PROBLEM STATEMENT:
Recast every line of the rows below as a JSON list of strings, one string per line, and leave out blank lines.

(Saved entries)
☆ ☆ ☆ ☆ ☆ ☆ ☆
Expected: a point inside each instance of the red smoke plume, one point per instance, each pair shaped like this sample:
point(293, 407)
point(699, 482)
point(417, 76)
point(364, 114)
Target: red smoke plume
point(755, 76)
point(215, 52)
☆ ☆ ☆ ☆ ☆ ☆ ☆
COMPLETED TASK:
[
  "Expected: a point inside each instance of the red smoke plume, one point per instance, each pair shaped like this sample:",
  "point(293, 407)",
  "point(699, 482)",
  "point(417, 76)",
  "point(364, 114)",
  "Target: red smoke plume",
  "point(755, 76)",
  "point(215, 52)"
]